▶ **Problem requirements**:
Convert every line of the records below into one numbered list, dropping any blank lines.

═══ Materials provided ═══

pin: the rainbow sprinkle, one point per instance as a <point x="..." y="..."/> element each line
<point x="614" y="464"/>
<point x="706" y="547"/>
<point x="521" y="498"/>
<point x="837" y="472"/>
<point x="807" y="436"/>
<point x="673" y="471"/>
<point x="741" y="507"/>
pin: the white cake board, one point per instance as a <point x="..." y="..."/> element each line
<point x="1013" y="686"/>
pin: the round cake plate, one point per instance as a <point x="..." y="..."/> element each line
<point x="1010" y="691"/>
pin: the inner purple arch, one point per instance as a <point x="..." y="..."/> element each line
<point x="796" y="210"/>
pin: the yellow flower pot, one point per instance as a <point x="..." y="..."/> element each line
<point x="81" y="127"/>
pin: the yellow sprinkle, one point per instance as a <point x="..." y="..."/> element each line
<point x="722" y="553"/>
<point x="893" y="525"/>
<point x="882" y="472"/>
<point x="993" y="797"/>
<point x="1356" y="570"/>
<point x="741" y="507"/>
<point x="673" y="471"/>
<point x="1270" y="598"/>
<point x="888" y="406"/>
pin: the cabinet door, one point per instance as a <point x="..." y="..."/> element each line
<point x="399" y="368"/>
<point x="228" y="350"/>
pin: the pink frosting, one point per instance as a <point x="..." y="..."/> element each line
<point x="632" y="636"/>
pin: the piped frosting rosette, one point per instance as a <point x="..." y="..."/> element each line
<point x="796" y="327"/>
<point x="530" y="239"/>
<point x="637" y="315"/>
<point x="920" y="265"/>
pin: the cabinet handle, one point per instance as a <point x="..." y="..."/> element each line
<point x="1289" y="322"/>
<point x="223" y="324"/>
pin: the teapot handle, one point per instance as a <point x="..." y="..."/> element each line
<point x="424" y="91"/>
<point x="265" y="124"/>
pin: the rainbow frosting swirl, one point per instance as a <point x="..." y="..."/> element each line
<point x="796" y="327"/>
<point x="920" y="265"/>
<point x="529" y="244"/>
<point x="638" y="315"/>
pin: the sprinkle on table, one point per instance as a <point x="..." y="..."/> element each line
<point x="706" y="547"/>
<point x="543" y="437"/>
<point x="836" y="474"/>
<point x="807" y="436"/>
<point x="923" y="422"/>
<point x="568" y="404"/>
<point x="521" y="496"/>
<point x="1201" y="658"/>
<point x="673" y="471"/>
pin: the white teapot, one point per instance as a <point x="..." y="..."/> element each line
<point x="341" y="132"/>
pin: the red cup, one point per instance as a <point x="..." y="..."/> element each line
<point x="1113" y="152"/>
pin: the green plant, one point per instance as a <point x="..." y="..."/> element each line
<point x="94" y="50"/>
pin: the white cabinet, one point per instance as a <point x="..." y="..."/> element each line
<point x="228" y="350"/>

═══

▶ **Final answer**:
1. pin: the rainbow sprinkle, one point per instance as a <point x="..." y="..."/> element each line
2. <point x="614" y="464"/>
3. <point x="706" y="547"/>
4. <point x="521" y="498"/>
5. <point x="837" y="472"/>
6. <point x="807" y="436"/>
7. <point x="673" y="471"/>
8. <point x="741" y="507"/>
9. pin: the white cake board, one point per instance as a <point x="..." y="..."/> element each line
10. <point x="1013" y="686"/>
11. pin: the round cake plate, one point per instance as a <point x="..." y="..."/> element each line
12. <point x="1010" y="691"/>
13. pin: the inner purple arch, one point per instance as a <point x="..." y="..."/> element each line
14. <point x="796" y="210"/>
15. pin: the yellow flower pot, one point per instance as a <point x="..." y="..."/> element each line
16. <point x="81" y="127"/>
17. pin: the yellow sprinkle, one point per instance as a <point x="..." y="..."/> element each line
18. <point x="722" y="553"/>
19. <point x="893" y="525"/>
20. <point x="882" y="472"/>
21. <point x="993" y="797"/>
22. <point x="1356" y="570"/>
23. <point x="741" y="507"/>
24. <point x="673" y="471"/>
25. <point x="1270" y="598"/>
26. <point x="888" y="406"/>
27. pin: the cabinet door, one point per instance as a <point x="..." y="..."/> element each line
28. <point x="399" y="368"/>
29. <point x="228" y="350"/>
30. pin: the pink frosting, one point per instance as a <point x="..." y="..."/> element each line
31. <point x="632" y="636"/>
32. pin: the piped frosting rosette, one point per instance as a <point x="..." y="..."/> element each line
33. <point x="796" y="327"/>
34. <point x="530" y="239"/>
35. <point x="637" y="315"/>
36. <point x="920" y="265"/>
37. pin: the cabinet handle, one point per instance as a <point x="..." y="..."/> element each line
38. <point x="1289" y="322"/>
39. <point x="223" y="324"/>
40. pin: the teapot handle, one point per instance as a <point x="..." y="..."/> element each line
41. <point x="424" y="91"/>
42. <point x="265" y="124"/>
43. pin: the rainbow frosting swirl, one point per instance as a <point x="..." y="..."/> element each line
44. <point x="796" y="327"/>
45. <point x="920" y="265"/>
46. <point x="529" y="244"/>
47. <point x="638" y="315"/>
48. pin: the sprinkle on table, one point per instance as a <point x="..." y="..."/> element each line
49. <point x="706" y="547"/>
50. <point x="543" y="437"/>
51. <point x="836" y="474"/>
52. <point x="807" y="436"/>
53. <point x="923" y="422"/>
54. <point x="568" y="404"/>
55. <point x="521" y="496"/>
56. <point x="1201" y="658"/>
57. <point x="673" y="471"/>
58. pin: the white teapot, one point per instance as a <point x="..." y="..."/> element each line
59. <point x="341" y="132"/>
60. pin: the red cup, one point per instance as a <point x="..." y="..."/> element each line
61. <point x="1113" y="152"/>
62. pin: the green plant, one point per instance as a <point x="..." y="..."/> element each line
63. <point x="94" y="50"/>
64. pin: the white cabinet, one point per instance as a <point x="..." y="..."/> element each line
65. <point x="228" y="350"/>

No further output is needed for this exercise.